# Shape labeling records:
+ + + + + + +

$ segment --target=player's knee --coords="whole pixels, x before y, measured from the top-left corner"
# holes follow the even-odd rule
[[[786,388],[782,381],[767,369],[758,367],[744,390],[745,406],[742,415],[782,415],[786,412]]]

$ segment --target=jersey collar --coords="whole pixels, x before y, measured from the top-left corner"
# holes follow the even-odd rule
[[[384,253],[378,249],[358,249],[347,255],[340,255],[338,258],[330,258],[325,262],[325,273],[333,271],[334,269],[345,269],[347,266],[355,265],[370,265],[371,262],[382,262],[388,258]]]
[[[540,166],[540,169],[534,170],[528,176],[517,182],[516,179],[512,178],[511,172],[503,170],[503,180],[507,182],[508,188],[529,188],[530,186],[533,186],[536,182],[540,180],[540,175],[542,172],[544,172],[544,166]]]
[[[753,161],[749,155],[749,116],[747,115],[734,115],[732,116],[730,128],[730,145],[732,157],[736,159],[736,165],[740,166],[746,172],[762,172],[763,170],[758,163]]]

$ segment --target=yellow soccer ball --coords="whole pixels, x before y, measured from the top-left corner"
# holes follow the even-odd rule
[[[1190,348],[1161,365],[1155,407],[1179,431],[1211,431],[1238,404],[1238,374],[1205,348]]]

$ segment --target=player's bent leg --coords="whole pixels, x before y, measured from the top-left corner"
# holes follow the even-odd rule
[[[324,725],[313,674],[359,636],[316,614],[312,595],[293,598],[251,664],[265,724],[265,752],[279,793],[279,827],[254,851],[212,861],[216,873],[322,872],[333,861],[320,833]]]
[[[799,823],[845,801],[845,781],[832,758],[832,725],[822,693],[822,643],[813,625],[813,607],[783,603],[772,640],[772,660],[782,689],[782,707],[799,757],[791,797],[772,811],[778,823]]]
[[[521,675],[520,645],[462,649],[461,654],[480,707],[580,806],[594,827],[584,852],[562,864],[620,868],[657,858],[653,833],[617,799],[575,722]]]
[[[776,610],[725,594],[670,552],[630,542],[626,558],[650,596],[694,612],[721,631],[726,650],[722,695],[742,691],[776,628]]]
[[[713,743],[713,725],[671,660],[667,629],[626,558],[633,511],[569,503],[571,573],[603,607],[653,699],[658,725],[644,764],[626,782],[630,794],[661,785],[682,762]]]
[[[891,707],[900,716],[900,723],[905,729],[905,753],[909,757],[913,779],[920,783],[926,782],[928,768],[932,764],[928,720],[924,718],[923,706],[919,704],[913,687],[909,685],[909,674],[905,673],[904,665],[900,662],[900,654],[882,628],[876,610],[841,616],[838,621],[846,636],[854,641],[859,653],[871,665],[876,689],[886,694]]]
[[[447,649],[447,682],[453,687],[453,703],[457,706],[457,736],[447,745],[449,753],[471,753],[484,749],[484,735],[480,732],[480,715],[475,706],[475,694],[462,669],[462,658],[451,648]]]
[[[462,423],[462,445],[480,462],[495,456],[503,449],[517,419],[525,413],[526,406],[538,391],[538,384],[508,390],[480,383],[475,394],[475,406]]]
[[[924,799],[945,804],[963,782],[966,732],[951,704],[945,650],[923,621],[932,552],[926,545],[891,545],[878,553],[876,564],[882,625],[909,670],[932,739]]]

+ + + + + + +

# Problem description:
Write down the full listing again, exactly.

# Solution for this task:
$ segment --target=player's knee --coords="whole pixels, x before y, measured from the top-left corner"
# holes follow the even-odd rule
[[[786,388],[782,381],[767,369],[758,367],[744,390],[745,406],[742,415],[782,415],[786,412]]]

$ segment --target=jersey collar --coords="whole pixels, x before y, measured from the top-left corner"
# holes follow the even-odd rule
[[[384,253],[378,249],[358,249],[347,255],[340,255],[338,258],[330,258],[325,262],[325,273],[333,271],[334,269],[345,269],[347,266],[355,265],[370,265],[371,262],[382,262],[388,258]]]
[[[540,166],[540,169],[534,170],[528,176],[517,182],[516,179],[512,178],[511,172],[503,170],[503,180],[507,182],[508,188],[529,188],[530,186],[533,186],[536,182],[540,180],[540,175],[542,172],[544,172],[544,166]]]
[[[753,161],[749,155],[749,116],[747,115],[734,115],[732,116],[730,128],[730,145],[732,157],[736,159],[736,165],[740,166],[746,172],[762,172],[763,170],[758,163]]]

$ segment --target=yellow soccer ball --coords="whole pixels, x before y, measured from the top-left corner"
# holes follow the even-odd rule
[[[1190,348],[1161,365],[1155,407],[1179,431],[1211,431],[1238,404],[1238,374],[1205,348]]]

$ segment --target=player's bent leg --coords="whole pixels, x before y, measured from the top-left corner"
# holes follow the even-odd rule
[[[324,725],[313,674],[359,636],[316,614],[312,595],[293,598],[251,664],[265,724],[265,752],[279,793],[279,827],[254,851],[212,861],[216,873],[322,872],[333,861],[320,833]]]
[[[799,823],[845,801],[845,781],[832,758],[832,725],[822,693],[822,643],[813,625],[813,607],[783,603],[772,640],[772,660],[782,689],[782,707],[799,757],[791,797],[772,811],[778,823]]]
[[[521,675],[520,645],[462,649],[461,654],[480,707],[580,806],[594,827],[584,852],[562,864],[620,868],[657,858],[653,833],[617,799],[575,722]]]
[[[776,610],[725,594],[670,552],[630,542],[626,558],[650,596],[694,612],[721,631],[726,650],[722,695],[742,691],[776,628]]]
[[[713,743],[713,725],[671,660],[667,629],[626,558],[633,511],[569,503],[571,573],[603,607],[653,699],[658,725],[644,764],[626,782],[630,794],[661,785],[682,762]]]
[[[891,707],[900,716],[900,723],[905,729],[905,753],[909,757],[913,779],[920,783],[926,782],[928,768],[932,764],[928,720],[924,718],[923,706],[919,704],[913,687],[909,685],[909,674],[905,673],[904,665],[900,662],[900,654],[882,628],[876,610],[841,616],[838,621],[846,636],[854,641],[859,653],[871,665],[876,689],[886,694]]]
[[[447,649],[447,682],[453,687],[453,703],[457,706],[457,736],[447,745],[449,753],[471,753],[484,749],[484,735],[480,732],[480,715],[475,706],[475,694],[462,669],[462,658],[451,648]]]
[[[462,423],[462,445],[480,462],[495,456],[503,449],[517,419],[525,413],[526,406],[538,391],[538,384],[508,390],[480,383],[475,394],[475,406]]]
[[[924,799],[945,804],[963,782],[966,732],[951,704],[945,650],[923,621],[932,552],[926,545],[891,545],[878,553],[876,564],[882,625],[909,670],[932,739]]]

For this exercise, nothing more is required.